**Given exercise a**:
In the passage on hate speech and the First Amendment, by what vote did the Supreme Court decide Snyder v. Phelps?

**Excerpted text**:
---

Lesson 2: Unprotected Speech

Video 2: “But what about hate speech?”

Video 2: “But what about hate speech?”
Video Transcript

A 2022 survey by FIREfound that a majority of Americans (57%) correctly recognize that the First Amendment protects “hate speech” from governmental regulation, punishment, or censorship — but 45% think that it should not be protected. 

The First Amendment makes no general exception for offensive, repugnant, or hateful expression. Most expression one would consider “hate speech” cannot lawfully be censored, punished, or unduly burdened by the government — including by public colleges and universities. 

The Supreme Court of the United States has repeatedly rejected government attempts to prohibit or punish “hate speech.” Instead, the Court has come to identify within the First Amendment a broad guarantee of “freedom for the thought that we hate,” as Justice Oliver Wendell Holmes described the concept in a 1929 dissent. 

In Snyder v. Phelps, the United States Supreme Court protected in an 8-1 decision the speech of the Westboro Baptist Church — known for picketing military funerals with signs that read “God hates fags” and “Thank God for dead soldiers” — during a 2006 protest near the funeral of Lance Corporal Matthew A. Snyder, a Marine killed in Iraq.

In that 2011 ruling, Chief Justice John Roberts described our national commitment to protecting “hate speech” in order to preserve a robust democratic dialogue: 

Speech is powerful. It can stir people to action, move them to tears of both joy and sorrow, and—as it did here—inflict great pain. On the facts before us, we cannot react to that pain by punishing the speaker. As a Nation we have chosen a different course—to protect even hurtful speech on public issues to ensure that we do not stifle public debate.

In other words, the First Amendment recognizes that the government cannot regulate “hate speech” without inevitably silencing the dissent and dialogue that democracy requires. Instead, we as citizens possess the power to most effectively answer hateful speech — whether through debate, protest, questioning, laughter, silence, or simply walking away. 

Not all hateful speech is protected by the First Amendment, however, if it falls within the narrow categories of unprotected speech we heard about earlier in this lesson, such as:

  • Incitement to imminent lawless action;
  • True threats of bodily harm; or
  • Discriminatory harassment

If hateful speech falls outside these categories, the speech remains protected by the First Amendment in most contexts, with a handful of other narrow exceptions for public employees and institutions. 

Universities seeking to regulate “hate speech” in their policies should focus on prohibiting unprotected categories of expression, like harassment, true threats of violence, and incitement. Institutions must resist calls to place blanket bans on “hate speech” in official policy, as any attempts will inevitably fall short of legal standards and chill expression on controversial topics on campus.

As a free society, we must give significant breathing space to hateful, and even repugnant speech in order to avoid complete conformity of thought and to prevent the censorship of unpopular views by the government.

---

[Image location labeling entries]
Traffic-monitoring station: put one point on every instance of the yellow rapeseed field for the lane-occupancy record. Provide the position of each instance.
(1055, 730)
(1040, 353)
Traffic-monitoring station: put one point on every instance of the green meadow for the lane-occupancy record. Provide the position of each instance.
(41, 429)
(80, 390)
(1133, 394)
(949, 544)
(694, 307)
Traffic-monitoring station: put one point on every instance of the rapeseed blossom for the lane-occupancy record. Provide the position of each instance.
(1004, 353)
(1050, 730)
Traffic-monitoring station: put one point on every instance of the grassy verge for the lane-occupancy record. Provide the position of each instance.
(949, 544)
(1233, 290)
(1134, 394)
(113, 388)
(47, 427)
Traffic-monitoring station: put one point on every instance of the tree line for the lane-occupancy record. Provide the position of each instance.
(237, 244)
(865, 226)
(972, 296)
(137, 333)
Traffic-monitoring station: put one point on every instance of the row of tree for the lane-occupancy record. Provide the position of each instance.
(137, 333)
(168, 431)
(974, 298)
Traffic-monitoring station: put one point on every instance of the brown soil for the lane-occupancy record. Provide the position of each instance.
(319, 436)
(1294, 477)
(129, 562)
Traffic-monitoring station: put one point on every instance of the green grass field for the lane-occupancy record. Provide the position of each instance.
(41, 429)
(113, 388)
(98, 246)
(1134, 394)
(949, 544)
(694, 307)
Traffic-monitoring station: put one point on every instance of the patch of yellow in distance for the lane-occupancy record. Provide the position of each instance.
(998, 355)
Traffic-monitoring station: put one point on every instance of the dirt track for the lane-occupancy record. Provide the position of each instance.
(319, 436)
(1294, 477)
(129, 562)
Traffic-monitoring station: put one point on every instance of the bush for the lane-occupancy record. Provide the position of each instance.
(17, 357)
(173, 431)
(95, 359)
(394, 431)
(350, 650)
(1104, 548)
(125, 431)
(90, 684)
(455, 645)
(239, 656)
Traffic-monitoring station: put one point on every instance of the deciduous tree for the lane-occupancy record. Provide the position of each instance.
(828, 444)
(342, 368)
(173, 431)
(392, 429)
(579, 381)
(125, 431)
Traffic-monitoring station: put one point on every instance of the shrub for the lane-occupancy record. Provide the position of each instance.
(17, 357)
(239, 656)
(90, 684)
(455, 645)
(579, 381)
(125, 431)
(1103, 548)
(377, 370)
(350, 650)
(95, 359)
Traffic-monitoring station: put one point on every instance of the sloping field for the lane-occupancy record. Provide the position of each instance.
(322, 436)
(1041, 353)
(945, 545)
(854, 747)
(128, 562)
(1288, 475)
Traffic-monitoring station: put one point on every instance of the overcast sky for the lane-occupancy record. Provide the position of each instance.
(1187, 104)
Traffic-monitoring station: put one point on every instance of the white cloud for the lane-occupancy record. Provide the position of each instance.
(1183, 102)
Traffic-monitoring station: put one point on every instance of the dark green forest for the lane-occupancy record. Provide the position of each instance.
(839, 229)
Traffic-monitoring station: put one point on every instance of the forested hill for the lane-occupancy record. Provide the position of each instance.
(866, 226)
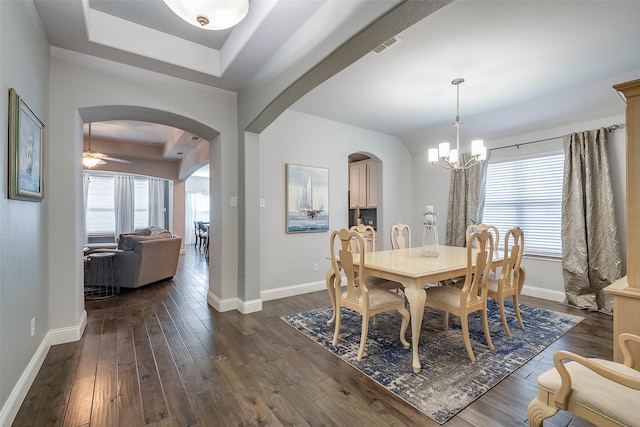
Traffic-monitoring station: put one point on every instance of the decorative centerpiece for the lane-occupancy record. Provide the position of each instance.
(430, 246)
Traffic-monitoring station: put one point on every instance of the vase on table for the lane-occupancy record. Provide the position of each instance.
(430, 246)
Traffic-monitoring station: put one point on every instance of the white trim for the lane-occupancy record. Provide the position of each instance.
(547, 294)
(19, 392)
(69, 334)
(244, 307)
(253, 306)
(289, 291)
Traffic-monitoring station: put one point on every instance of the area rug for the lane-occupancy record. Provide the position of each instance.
(448, 381)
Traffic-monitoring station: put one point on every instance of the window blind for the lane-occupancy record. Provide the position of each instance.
(527, 193)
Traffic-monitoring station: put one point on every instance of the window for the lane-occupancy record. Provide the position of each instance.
(101, 218)
(527, 193)
(100, 215)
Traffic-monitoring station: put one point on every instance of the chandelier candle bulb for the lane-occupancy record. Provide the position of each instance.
(477, 147)
(453, 156)
(448, 158)
(433, 155)
(443, 149)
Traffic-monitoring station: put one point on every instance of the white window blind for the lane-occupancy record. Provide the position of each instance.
(100, 215)
(527, 193)
(141, 215)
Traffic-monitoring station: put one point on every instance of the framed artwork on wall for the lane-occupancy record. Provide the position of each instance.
(26, 151)
(307, 199)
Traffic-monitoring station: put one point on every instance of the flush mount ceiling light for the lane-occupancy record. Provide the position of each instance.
(449, 159)
(210, 14)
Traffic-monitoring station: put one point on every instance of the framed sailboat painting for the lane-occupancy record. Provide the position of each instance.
(307, 199)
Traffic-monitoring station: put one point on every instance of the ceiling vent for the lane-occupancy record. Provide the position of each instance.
(387, 44)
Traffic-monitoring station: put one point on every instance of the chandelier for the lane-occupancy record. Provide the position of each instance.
(448, 158)
(210, 14)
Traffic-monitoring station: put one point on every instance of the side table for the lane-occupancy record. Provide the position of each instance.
(101, 278)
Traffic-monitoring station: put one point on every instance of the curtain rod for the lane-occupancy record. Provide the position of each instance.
(610, 129)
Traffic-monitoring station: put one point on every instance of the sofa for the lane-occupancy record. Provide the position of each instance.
(146, 256)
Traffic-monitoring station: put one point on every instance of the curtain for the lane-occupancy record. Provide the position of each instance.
(196, 210)
(156, 202)
(591, 253)
(124, 203)
(466, 200)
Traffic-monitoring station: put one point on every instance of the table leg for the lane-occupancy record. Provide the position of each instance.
(416, 296)
(331, 282)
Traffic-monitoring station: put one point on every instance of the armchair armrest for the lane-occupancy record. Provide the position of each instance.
(562, 395)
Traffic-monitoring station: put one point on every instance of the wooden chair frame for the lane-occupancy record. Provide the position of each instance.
(473, 295)
(509, 281)
(358, 296)
(547, 403)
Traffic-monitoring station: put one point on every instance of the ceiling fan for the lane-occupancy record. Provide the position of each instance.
(92, 158)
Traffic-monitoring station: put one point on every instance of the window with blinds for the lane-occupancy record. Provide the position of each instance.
(527, 193)
(100, 215)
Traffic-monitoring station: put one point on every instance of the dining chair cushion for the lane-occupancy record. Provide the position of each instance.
(379, 297)
(591, 390)
(448, 295)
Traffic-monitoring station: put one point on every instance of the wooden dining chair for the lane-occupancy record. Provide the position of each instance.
(604, 392)
(496, 238)
(366, 300)
(400, 236)
(368, 233)
(508, 282)
(472, 296)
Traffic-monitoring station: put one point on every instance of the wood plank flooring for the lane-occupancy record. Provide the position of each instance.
(160, 356)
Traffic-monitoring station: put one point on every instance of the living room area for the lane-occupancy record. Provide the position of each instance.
(129, 220)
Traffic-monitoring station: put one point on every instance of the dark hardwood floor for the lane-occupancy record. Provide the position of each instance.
(160, 356)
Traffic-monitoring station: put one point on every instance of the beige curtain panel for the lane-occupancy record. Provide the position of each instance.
(590, 249)
(466, 200)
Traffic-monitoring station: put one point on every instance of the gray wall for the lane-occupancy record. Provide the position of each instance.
(24, 286)
(287, 259)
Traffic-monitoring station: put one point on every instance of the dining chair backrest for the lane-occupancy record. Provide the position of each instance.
(400, 236)
(513, 251)
(368, 234)
(494, 232)
(346, 240)
(474, 289)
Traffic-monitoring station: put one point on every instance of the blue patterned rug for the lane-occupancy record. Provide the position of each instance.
(448, 381)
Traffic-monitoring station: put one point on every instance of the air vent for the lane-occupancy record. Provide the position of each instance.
(387, 44)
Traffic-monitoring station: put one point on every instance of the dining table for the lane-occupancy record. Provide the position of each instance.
(414, 271)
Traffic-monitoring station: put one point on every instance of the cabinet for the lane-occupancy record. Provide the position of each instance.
(363, 184)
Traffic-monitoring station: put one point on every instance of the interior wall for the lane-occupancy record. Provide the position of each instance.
(544, 276)
(24, 261)
(287, 259)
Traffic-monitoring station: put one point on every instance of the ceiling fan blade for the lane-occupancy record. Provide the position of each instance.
(113, 159)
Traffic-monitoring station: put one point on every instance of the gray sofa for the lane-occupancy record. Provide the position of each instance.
(147, 256)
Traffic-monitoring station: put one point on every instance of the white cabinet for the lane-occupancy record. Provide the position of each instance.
(363, 184)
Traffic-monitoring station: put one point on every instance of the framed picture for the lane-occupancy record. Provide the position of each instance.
(26, 151)
(307, 199)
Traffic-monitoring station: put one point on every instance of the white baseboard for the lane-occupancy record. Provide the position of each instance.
(19, 392)
(289, 291)
(549, 294)
(244, 307)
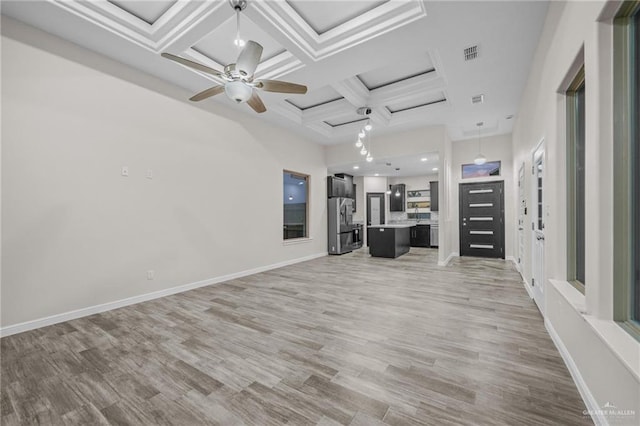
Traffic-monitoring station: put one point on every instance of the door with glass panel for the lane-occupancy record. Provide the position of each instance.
(482, 219)
(537, 279)
(522, 211)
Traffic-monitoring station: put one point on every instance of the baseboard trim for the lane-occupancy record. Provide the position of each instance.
(448, 259)
(96, 309)
(527, 287)
(593, 409)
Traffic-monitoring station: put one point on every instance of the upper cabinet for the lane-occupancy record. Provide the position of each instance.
(434, 195)
(349, 191)
(397, 198)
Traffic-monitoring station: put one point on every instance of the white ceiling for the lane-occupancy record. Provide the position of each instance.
(408, 165)
(402, 58)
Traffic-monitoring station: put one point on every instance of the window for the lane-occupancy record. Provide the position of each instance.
(576, 181)
(296, 205)
(627, 167)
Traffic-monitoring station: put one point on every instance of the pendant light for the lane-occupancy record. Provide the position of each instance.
(480, 159)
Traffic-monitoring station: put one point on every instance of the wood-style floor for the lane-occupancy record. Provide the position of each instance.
(341, 340)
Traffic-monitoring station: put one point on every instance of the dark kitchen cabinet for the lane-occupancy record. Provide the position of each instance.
(434, 195)
(397, 198)
(336, 187)
(420, 236)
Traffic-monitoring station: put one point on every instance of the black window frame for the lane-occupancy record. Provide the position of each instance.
(295, 230)
(576, 209)
(626, 212)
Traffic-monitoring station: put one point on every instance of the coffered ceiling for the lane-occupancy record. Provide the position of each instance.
(403, 58)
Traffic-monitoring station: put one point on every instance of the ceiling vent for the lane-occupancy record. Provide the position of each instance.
(471, 53)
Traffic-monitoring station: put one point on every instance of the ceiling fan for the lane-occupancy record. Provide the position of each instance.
(237, 79)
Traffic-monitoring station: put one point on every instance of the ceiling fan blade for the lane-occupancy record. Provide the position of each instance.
(280, 86)
(249, 58)
(212, 91)
(193, 65)
(256, 103)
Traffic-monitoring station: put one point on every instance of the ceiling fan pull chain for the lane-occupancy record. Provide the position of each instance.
(238, 41)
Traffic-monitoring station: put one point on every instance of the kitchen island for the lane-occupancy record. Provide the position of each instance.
(389, 240)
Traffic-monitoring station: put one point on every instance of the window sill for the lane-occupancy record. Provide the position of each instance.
(294, 241)
(571, 295)
(621, 343)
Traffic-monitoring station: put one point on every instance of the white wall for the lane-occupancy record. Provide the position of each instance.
(78, 234)
(604, 359)
(495, 148)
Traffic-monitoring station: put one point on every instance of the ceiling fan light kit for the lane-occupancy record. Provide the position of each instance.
(237, 81)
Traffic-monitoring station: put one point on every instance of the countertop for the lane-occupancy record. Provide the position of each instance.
(414, 223)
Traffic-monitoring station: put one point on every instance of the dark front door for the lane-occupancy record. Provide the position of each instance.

---

**Given exercise b**:
Copy the rows above, beginning at the line that contains "of the countertop" and stopping after the final line of the rows.

**Expected answer a**:
8-1

**Expected answer b**:
Traffic-monitoring station: put one point on every instance of the countertop for the lane-occupancy record. Provide the position of each instance.
(414, 223)
Traffic-monitoring station: put one point on every instance of the dark front door for the lane-occupancy record. Provide the position of each instance.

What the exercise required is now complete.